A few months ago I was surprised and thrilled to learn I had been selected to participate in The Presidential Leadership Scholars program, a leadership development program that draws upon the resources of the presidential centers of George W. Bush, William J. Clinton, George H.W. Bush and Lyndon B. Johnson. I am so deeply honored and fortunate to join 59 other Scholars chosen for the program’s third annual class.
For me, the best part of this opportunity is joining these amazing and exceptional people with diverse backgrounds and skill sets and together experiencing presidential leadership lessons – that, incredibly, includes presidential staff and actually with our living presidents. As part of the project, each Scholar has is developing a social-good project – I am focusing on Data4Good, a project to help social-good programs improve their outcomes by becoming data-driven. The PLS program has also enabled me to apply my leadership skills and lessons to promote a subject of critical importance today – ethical data use.
In policy and technology circles along with almost every industry sector “data is the new black.” All devices, fields, industries, and functions are becoming data-enabled, and ultimately data-driven. The big question is then how do include our human values, our data ethics” in this evolution. The diverse realms represented by the 2017 Scholars, who include corporate executives from Google and Coca-Cola, an assistant New York City district attorney and a circuit court judge from Louisiana, along with senior US military officers, non-profit leaders, medical professionals, artists, you name it, are to some degree using, or need to use data to be competitive and successful.

**Try it**
Reproduce the stretch of the passage on the Presidential Leadership Scholars program from "A few months" through "third annual class.", word for word.

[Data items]

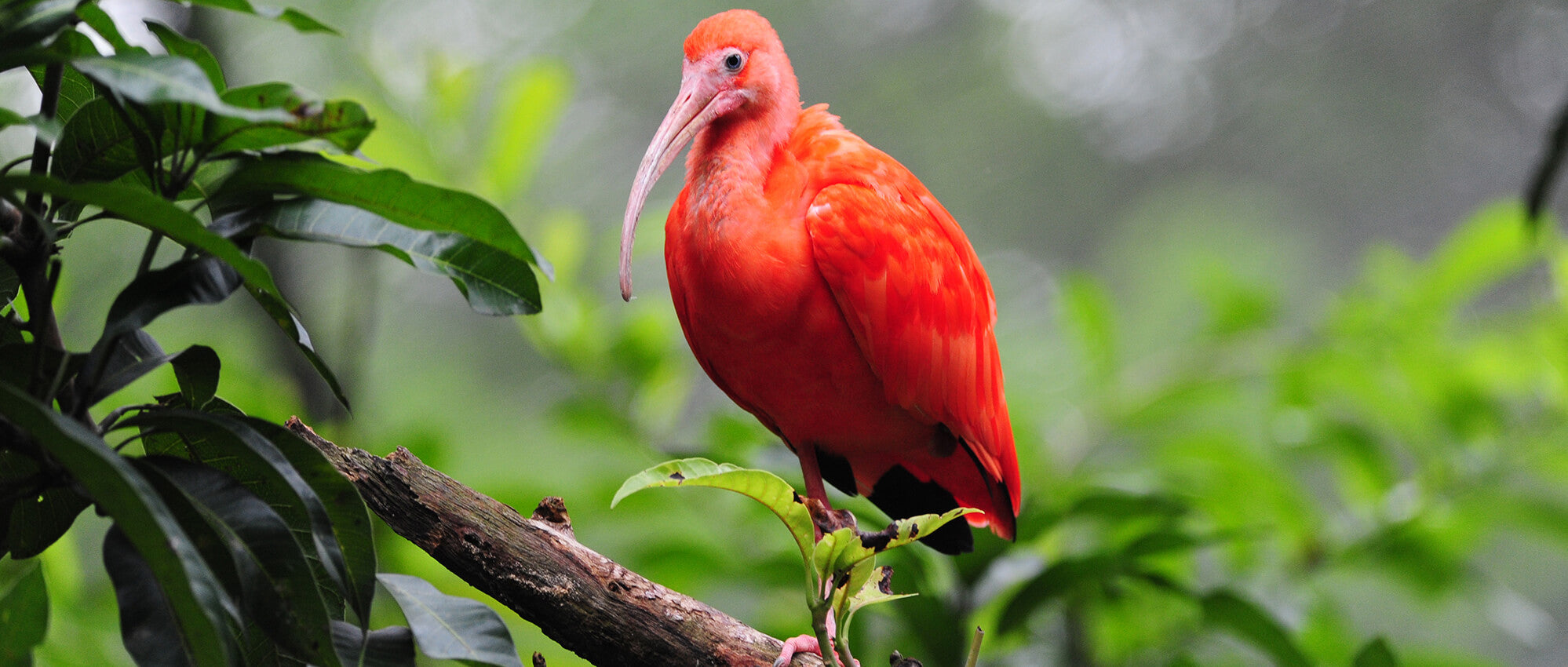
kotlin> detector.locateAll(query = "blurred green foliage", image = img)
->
[9,1,1568,667]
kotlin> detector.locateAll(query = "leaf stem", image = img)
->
[965,626,985,667]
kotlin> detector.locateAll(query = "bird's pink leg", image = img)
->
[773,612,861,667]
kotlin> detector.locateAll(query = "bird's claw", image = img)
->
[773,634,861,667]
[773,634,822,667]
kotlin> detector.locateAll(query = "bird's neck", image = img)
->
[687,102,800,210]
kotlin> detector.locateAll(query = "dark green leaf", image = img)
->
[71,53,292,122]
[6,487,89,559]
[0,176,348,406]
[223,152,549,275]
[77,330,174,405]
[1351,637,1398,667]
[138,457,337,665]
[1202,590,1312,667]
[77,257,240,405]
[333,620,414,667]
[206,83,377,155]
[77,2,132,53]
[119,410,348,618]
[0,560,49,665]
[250,198,539,315]
[0,383,237,665]
[187,0,337,35]
[49,97,162,182]
[171,345,223,410]
[104,526,205,667]
[245,419,377,623]
[146,19,229,93]
[377,573,522,667]
[0,0,77,52]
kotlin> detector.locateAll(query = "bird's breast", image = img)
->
[665,184,930,455]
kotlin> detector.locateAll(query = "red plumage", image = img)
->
[622,9,1021,552]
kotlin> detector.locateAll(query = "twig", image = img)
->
[1524,87,1568,232]
[289,419,822,667]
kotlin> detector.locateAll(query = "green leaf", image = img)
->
[478,61,571,202]
[333,620,414,667]
[49,97,174,182]
[997,554,1121,634]
[223,152,550,275]
[817,507,980,581]
[248,198,539,315]
[377,573,522,667]
[0,560,49,665]
[6,487,91,559]
[77,257,240,405]
[247,417,377,623]
[0,0,77,53]
[77,3,132,53]
[848,565,916,614]
[144,19,228,93]
[204,83,377,155]
[119,408,347,618]
[0,383,239,665]
[1202,589,1312,667]
[0,174,348,406]
[1351,637,1398,667]
[137,457,337,665]
[610,458,815,562]
[0,262,22,311]
[171,345,223,410]
[71,53,294,122]
[185,0,337,35]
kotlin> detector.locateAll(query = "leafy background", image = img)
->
[0,0,1568,665]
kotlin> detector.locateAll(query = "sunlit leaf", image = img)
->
[0,0,77,52]
[144,19,228,93]
[250,198,539,315]
[1351,637,1398,667]
[71,53,294,122]
[610,458,815,562]
[77,3,132,53]
[0,560,49,665]
[377,573,522,667]
[204,83,377,155]
[1202,590,1312,667]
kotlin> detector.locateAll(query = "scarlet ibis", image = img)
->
[621,9,1019,554]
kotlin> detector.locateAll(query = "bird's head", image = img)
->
[621,9,800,300]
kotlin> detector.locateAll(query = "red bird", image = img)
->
[621,9,1019,554]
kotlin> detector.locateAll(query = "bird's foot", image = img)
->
[773,634,861,667]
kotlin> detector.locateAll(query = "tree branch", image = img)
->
[289,419,822,667]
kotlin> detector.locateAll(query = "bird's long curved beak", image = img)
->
[621,74,726,301]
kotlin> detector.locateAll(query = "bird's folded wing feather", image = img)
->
[806,165,1018,480]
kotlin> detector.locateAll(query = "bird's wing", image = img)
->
[806,129,1019,510]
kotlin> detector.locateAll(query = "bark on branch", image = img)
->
[289,419,822,667]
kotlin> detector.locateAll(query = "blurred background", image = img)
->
[9,0,1568,665]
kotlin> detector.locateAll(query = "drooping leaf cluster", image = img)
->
[0,0,541,665]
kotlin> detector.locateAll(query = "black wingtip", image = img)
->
[867,466,975,556]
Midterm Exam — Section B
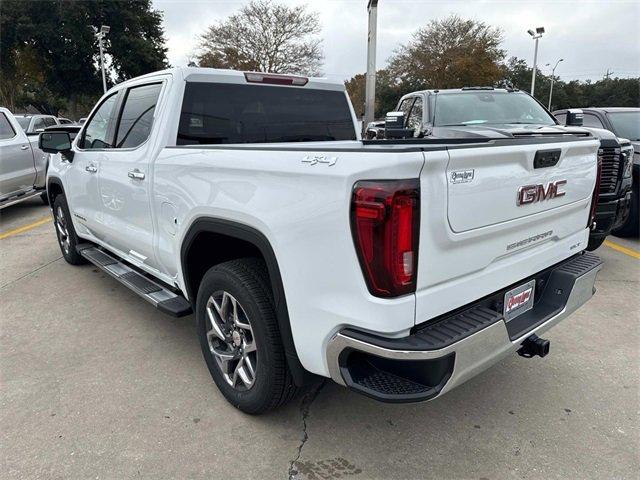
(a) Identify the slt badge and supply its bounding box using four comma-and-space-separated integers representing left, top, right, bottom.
302, 155, 338, 167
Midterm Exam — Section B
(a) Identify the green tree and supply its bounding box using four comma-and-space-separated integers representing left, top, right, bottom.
196, 0, 323, 75
502, 57, 640, 111
345, 69, 406, 118
389, 15, 505, 91
0, 0, 168, 118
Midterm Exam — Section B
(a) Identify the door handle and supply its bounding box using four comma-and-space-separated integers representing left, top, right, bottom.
127, 168, 144, 180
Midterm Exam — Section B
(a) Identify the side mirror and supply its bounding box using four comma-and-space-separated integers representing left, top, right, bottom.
564, 108, 584, 127
38, 132, 73, 160
384, 112, 413, 138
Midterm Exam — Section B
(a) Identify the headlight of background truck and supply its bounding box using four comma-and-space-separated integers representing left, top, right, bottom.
622, 147, 633, 178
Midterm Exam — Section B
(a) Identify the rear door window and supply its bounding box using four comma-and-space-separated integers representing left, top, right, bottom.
0, 113, 16, 140
33, 118, 46, 132
407, 97, 422, 133
176, 82, 356, 145
115, 83, 162, 148
582, 113, 604, 128
0, 113, 16, 140
81, 93, 118, 150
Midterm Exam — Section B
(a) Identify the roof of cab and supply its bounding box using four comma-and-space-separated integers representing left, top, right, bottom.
118, 67, 345, 91
402, 87, 521, 98
554, 107, 640, 113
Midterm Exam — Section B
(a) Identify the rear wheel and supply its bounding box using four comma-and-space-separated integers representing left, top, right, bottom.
196, 258, 296, 414
53, 194, 86, 265
587, 237, 607, 252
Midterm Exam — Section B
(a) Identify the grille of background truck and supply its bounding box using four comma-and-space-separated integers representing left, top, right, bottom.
598, 148, 620, 193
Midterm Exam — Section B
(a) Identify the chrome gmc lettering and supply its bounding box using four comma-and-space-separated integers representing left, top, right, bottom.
516, 180, 567, 205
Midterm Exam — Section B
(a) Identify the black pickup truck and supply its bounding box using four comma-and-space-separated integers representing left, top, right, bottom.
553, 107, 640, 238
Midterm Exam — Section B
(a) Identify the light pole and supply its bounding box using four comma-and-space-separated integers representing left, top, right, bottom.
96, 25, 111, 93
362, 0, 378, 132
527, 27, 544, 97
546, 58, 564, 111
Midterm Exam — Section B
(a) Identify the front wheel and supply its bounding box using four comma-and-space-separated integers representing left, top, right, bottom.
53, 195, 87, 265
196, 258, 296, 414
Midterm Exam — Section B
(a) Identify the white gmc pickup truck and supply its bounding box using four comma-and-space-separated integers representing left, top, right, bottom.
40, 68, 601, 413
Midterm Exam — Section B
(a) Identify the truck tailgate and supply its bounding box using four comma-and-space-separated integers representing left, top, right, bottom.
416, 138, 599, 323
447, 143, 595, 232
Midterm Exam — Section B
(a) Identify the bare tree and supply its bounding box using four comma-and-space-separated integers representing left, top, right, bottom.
196, 0, 323, 75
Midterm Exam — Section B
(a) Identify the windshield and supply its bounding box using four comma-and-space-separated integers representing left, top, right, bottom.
430, 91, 556, 127
16, 117, 31, 130
607, 110, 640, 142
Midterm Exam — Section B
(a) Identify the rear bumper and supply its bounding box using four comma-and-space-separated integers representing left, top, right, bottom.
327, 253, 602, 402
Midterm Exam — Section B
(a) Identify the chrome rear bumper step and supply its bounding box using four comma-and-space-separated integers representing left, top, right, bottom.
77, 244, 192, 317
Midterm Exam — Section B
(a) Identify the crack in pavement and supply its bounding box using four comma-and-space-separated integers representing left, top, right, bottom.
0, 255, 62, 290
287, 379, 326, 480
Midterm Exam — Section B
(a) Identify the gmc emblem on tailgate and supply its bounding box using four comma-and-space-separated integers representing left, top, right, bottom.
516, 180, 567, 205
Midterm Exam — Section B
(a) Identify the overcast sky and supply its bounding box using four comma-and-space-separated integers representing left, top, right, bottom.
154, 0, 640, 80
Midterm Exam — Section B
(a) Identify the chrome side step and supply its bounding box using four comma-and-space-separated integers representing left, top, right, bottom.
0, 189, 46, 208
77, 243, 192, 317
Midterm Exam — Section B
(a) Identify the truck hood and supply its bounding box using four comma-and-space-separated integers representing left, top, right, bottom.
428, 124, 595, 138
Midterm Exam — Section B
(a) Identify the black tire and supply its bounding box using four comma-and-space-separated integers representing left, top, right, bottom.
587, 237, 607, 252
613, 185, 640, 238
53, 194, 87, 265
196, 258, 297, 414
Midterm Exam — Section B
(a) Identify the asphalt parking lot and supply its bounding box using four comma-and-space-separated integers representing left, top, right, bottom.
0, 199, 640, 480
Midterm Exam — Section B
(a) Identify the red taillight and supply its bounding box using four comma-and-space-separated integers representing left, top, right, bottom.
351, 179, 420, 297
244, 72, 309, 87
587, 154, 602, 228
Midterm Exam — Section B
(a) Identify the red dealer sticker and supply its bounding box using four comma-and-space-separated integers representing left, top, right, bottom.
504, 280, 536, 322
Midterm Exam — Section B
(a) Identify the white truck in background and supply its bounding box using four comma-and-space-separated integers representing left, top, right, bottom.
0, 107, 49, 209
40, 68, 601, 413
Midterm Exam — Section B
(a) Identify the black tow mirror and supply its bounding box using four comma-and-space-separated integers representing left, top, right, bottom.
564, 108, 584, 127
38, 132, 73, 160
384, 112, 413, 138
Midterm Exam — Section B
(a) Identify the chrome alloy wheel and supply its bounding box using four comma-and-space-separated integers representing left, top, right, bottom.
56, 207, 71, 255
206, 290, 258, 390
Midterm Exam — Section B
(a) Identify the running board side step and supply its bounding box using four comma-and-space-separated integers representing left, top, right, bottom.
76, 243, 193, 317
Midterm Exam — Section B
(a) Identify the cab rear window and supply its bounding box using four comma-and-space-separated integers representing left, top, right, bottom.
176, 82, 356, 145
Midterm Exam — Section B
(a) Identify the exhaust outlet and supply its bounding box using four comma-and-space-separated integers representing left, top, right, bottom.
518, 334, 551, 358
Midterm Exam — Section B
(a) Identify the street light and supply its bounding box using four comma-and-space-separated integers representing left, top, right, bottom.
96, 25, 111, 93
546, 58, 564, 110
362, 0, 378, 132
527, 27, 544, 97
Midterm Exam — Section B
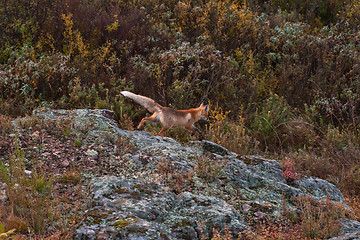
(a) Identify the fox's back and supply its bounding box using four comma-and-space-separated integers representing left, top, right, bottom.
159, 107, 194, 127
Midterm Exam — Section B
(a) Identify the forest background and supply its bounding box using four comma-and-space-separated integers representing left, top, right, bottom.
0, 0, 360, 234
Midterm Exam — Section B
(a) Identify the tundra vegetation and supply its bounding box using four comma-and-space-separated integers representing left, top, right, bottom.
0, 0, 360, 239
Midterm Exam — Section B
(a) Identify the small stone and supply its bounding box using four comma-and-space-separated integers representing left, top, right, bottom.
85, 149, 98, 157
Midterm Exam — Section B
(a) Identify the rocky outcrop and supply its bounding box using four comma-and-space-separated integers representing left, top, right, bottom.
15, 109, 358, 239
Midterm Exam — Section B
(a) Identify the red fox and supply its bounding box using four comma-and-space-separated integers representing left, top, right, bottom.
121, 91, 209, 136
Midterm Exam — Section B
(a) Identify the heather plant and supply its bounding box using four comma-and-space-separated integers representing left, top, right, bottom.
251, 94, 292, 150
0, 139, 54, 233
295, 196, 345, 239
205, 105, 258, 154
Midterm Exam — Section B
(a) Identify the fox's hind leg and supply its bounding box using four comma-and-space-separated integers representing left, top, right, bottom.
159, 126, 169, 137
137, 112, 159, 129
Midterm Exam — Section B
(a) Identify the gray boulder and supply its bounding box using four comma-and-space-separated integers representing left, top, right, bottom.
14, 109, 345, 239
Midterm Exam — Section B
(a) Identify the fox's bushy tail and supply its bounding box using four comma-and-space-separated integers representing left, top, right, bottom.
121, 91, 162, 112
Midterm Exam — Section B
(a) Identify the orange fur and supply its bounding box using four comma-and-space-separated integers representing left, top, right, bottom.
121, 91, 209, 136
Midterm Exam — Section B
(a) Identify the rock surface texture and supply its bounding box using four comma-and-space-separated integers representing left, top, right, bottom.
16, 109, 359, 239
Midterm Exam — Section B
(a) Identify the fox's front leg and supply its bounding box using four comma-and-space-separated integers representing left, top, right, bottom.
185, 125, 202, 135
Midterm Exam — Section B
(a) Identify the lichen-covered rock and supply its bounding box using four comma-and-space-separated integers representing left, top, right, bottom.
297, 177, 344, 202
14, 108, 352, 239
77, 176, 246, 239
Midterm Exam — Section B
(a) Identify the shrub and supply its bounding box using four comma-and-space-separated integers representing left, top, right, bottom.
251, 94, 292, 150
295, 196, 345, 239
205, 105, 258, 154
0, 137, 54, 234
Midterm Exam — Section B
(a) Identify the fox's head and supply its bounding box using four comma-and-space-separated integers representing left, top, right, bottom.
199, 103, 209, 121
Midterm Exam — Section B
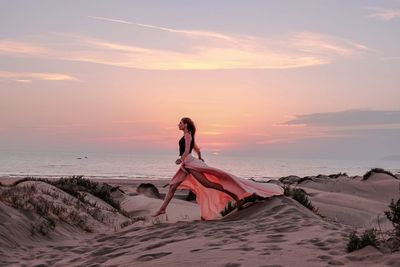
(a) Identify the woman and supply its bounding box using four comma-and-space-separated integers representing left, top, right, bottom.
154, 118, 283, 220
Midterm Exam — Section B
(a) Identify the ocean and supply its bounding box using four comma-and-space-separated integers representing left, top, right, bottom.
0, 151, 400, 180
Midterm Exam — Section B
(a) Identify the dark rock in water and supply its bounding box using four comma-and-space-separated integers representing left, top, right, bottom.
279, 175, 300, 185
136, 183, 160, 198
186, 190, 196, 201
363, 168, 399, 181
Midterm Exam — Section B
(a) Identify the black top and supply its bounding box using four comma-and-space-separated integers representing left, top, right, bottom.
179, 135, 194, 156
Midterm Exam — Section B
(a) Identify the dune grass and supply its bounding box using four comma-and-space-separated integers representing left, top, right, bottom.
363, 168, 398, 181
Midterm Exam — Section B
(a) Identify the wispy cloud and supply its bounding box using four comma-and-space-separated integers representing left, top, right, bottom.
0, 17, 369, 70
0, 71, 78, 83
367, 7, 400, 21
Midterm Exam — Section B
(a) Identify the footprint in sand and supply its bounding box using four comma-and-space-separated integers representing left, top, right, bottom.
137, 252, 172, 261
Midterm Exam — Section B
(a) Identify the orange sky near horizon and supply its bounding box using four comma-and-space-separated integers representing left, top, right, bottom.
0, 0, 400, 157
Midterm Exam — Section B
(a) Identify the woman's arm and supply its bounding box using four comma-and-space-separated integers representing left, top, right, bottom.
193, 143, 204, 161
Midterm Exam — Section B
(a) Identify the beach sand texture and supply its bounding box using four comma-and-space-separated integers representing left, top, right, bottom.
0, 174, 400, 267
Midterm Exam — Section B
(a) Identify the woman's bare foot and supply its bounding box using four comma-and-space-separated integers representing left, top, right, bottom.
152, 210, 165, 217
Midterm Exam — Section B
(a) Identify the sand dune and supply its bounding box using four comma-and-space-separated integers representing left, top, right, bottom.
0, 174, 400, 267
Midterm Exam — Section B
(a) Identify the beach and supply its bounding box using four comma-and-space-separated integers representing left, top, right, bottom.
0, 173, 400, 267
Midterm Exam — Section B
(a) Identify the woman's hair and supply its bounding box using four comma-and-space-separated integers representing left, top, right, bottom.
182, 117, 196, 137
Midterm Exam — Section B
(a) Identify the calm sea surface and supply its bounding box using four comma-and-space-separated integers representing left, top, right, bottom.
0, 151, 400, 179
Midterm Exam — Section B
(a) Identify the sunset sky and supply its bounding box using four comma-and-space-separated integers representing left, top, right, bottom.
0, 0, 400, 158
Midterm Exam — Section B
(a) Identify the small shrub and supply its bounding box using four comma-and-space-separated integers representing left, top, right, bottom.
31, 218, 56, 236
347, 229, 379, 252
283, 186, 316, 211
120, 216, 146, 228
363, 168, 398, 181
220, 201, 236, 217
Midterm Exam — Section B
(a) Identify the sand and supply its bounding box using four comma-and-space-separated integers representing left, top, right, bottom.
0, 174, 400, 267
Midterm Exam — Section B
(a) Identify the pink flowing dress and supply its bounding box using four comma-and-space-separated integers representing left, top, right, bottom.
170, 154, 283, 220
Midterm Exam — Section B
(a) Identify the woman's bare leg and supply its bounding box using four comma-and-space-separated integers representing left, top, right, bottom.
187, 169, 242, 208
153, 183, 180, 217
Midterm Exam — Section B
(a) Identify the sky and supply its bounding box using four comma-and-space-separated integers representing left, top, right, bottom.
0, 0, 400, 159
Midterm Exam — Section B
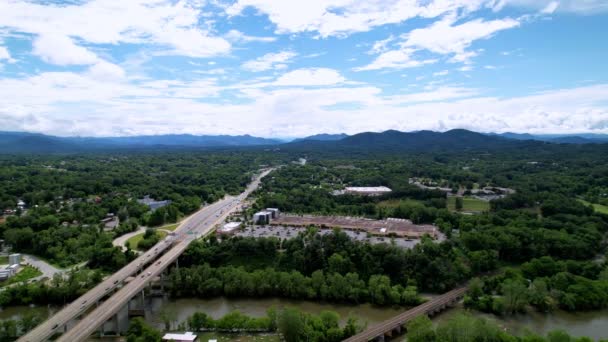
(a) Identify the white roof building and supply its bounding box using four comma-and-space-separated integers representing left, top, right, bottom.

**Reply to the exercise**
A few months ago I was surprised and thrilled to learn I had been selected to participate in The Presidential Leadership Scholars program, a leadership development program that draws upon the resources of the presidential centers of George W. Bush, William J. Clinton, George H.W. Bush and Lyndon B. Johnson. I am so deeply honored and fortunate to join 59 other Scholars chosen for the program’s third annual class.